» PROBLEM STATEMENT: All of the data must be printed exactly; please include every line.

[Object pointing dataset rows]
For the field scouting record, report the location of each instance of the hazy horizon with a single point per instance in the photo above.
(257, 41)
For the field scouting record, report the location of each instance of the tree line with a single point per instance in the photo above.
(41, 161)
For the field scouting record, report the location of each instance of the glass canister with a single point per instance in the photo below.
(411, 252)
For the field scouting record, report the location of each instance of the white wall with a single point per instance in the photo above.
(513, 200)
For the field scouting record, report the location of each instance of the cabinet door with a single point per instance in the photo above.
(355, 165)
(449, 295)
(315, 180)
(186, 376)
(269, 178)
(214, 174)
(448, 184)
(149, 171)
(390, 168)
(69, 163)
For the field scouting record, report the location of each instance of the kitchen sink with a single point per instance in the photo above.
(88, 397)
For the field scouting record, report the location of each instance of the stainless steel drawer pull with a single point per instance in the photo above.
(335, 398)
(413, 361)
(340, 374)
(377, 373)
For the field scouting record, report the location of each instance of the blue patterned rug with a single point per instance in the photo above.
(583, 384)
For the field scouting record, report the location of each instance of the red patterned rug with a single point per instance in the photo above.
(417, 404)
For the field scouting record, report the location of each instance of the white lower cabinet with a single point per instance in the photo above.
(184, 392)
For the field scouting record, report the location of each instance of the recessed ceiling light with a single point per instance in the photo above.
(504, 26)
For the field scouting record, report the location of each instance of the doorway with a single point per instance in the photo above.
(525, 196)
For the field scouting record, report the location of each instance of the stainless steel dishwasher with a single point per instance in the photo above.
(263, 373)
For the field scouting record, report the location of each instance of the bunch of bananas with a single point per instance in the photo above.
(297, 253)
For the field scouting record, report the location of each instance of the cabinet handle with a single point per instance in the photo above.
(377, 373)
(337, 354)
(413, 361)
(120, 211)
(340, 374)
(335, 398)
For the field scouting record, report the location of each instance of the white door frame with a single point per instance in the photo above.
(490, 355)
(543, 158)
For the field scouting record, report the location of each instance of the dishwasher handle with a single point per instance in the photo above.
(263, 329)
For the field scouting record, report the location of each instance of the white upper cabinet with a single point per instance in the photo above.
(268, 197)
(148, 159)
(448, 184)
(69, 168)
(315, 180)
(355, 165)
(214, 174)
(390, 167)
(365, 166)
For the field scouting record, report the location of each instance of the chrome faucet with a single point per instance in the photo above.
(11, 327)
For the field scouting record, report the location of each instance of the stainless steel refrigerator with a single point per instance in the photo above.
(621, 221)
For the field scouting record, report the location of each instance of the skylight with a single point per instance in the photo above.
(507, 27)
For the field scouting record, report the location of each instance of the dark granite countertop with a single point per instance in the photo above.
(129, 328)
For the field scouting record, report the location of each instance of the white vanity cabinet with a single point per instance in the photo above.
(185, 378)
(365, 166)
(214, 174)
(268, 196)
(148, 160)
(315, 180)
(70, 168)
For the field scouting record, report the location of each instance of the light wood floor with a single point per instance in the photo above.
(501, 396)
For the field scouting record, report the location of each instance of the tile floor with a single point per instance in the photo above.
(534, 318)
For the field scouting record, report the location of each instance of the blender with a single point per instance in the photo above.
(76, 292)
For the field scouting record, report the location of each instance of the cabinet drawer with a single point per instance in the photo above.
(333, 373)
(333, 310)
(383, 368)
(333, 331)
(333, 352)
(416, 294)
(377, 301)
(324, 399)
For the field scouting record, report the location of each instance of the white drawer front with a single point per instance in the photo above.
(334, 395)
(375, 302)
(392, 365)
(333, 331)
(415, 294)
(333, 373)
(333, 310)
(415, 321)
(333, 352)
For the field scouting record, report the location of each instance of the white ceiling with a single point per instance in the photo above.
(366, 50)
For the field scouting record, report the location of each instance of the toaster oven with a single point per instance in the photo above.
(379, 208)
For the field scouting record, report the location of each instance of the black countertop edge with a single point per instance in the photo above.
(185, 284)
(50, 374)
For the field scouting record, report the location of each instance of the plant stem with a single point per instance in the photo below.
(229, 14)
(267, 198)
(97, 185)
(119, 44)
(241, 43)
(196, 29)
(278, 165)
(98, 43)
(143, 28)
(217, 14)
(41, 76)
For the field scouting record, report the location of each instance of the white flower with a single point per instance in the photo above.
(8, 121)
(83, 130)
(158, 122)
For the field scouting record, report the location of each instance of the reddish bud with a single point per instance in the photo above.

» RESPONSE FOR THIS EXERCISE:
For the field scouting record, report the location of each instance of the hazy horizon with a single point per instance in the photo above.
(257, 41)
For the field scouting record, report the location of each instance of the tree line with a single point per instance in the photo above.
(41, 161)
For the field scouting record, report the location of each instance of the glass canister with a single point per instance in the photo below.
(411, 252)
For the field scouting record, report the location of each instance of the white wall with a single point per instance in the photo above.
(513, 200)
For the field scouting record, report the location of each instance of the cabinet door with a single point per instance in the photo above.
(355, 165)
(449, 295)
(315, 180)
(186, 376)
(269, 178)
(214, 174)
(448, 184)
(149, 171)
(390, 168)
(69, 163)
For the field scouting record, report the location of each instance of the kitchen sink with a single point per instance in the photo above.
(88, 397)
For the field scouting record, report the location of each instance of the stainless steel drawer pull with a single point per instance in the photo above.
(335, 398)
(413, 361)
(340, 374)
(377, 373)
For the field scouting record, report the location of each instance of the blue patterned rug with a single point per instance in the photo above.
(583, 384)
For the field scouting record, report the location of each instance of the red patterned rug with a single point per instance in the photo above.
(417, 404)
For the field scouting record, report the location of each instance of the white lower cabinet with a single point per instance in the photo above.
(184, 392)
For the field scouting record, report the location of each instance of the recessed ceiling light with a single point per instance in the photo above.
(504, 26)
For the field scouting record, report the location of each instance of the doorway with a single point per instance in the photo above.
(525, 196)
For the field scouting record, report the location of each instance of the stainless steel dishwasher with a single point per instance in the photo above.
(263, 373)
For the field scouting record, report the location of each instance of the bunch of bananas with a single point per instance in the photo above.
(297, 253)
For the field scouting record, report the location of each instance of the cabinet handle with a single point per instance in the photo above.
(377, 373)
(337, 354)
(413, 361)
(120, 211)
(340, 374)
(335, 398)
For the field scouting record, report the location of each instance of the white door frame with a single point per instance in the photo above.
(490, 355)
(543, 158)
For the field scouting record, report the location of each instance of the dishwasher handle with a single point per instance in the photo above.
(263, 329)
For the field scouting record, report the location of each instance of the white upper cabinet with a single point per instance in the photo above.
(268, 197)
(148, 159)
(448, 184)
(69, 168)
(315, 180)
(355, 165)
(214, 174)
(390, 167)
(365, 166)
For the field scouting record, report the location of each instance of the chrome faucet with a single point per instance in the photo above.
(11, 327)
For the field scouting record, report the location of each instance of the stainless steel refrigerator with a single point per instance in the photo above.
(621, 221)
For the field scouting record, report the location of each instance of the skylight with a single point per instance in the photo above.
(507, 27)
For the field scouting record, report the location of each instance of the dark granite countertop with a single point per instance in the photo above.
(129, 328)
For the field scouting record, report the location of each instance of the white vanity cabinet with a single point per instance in the photo above.
(185, 378)
(365, 166)
(214, 174)
(268, 196)
(148, 160)
(315, 180)
(70, 168)
For the field scouting record, report the location of each instance of the light wood floor with a single point per instance in the photo above.
(501, 396)
For the field scouting record, report the location of each instance of the tile floor with a single point per instance in the photo above.
(534, 318)
For the field scouting record, report the location of each instance of the blender with a single point per instance in the photo above.
(76, 292)
For the field scouting record, report the location of each instance of the cabinet drawer with a single point per instance in the photo above.
(333, 373)
(333, 310)
(383, 368)
(333, 331)
(333, 352)
(416, 294)
(377, 301)
(324, 399)
For the field scouting record, report the location of each instance of the white drawer front with a single point per instance in the photo above.
(334, 395)
(375, 302)
(392, 365)
(333, 331)
(415, 294)
(333, 373)
(333, 310)
(415, 321)
(333, 352)
For the field scouting record, report the location of each instance of the white ceiling with a single point per instance in the photo above.
(366, 50)
For the field scouting record, report the location of each instance of the toaster oven with a single point per instance in the photo above.
(379, 208)
For the field scouting record, report the location of each instance of the black countertop edge with a single point per instance in the photo above.
(185, 284)
(50, 374)
For the field scouting record, report the location of each instance of the plant stem with a single point per instance in the photo below.
(229, 14)
(267, 198)
(97, 185)
(119, 44)
(241, 43)
(196, 29)
(278, 165)
(98, 43)
(143, 28)
(217, 14)
(41, 76)
For the field scouting record, report the location of each instance of the white flower with a single point per instance in the photo above.
(8, 121)
(83, 130)
(158, 122)
For the field scouting record, report the location of each instance of the reddish bud with a single point per instance in the photo above.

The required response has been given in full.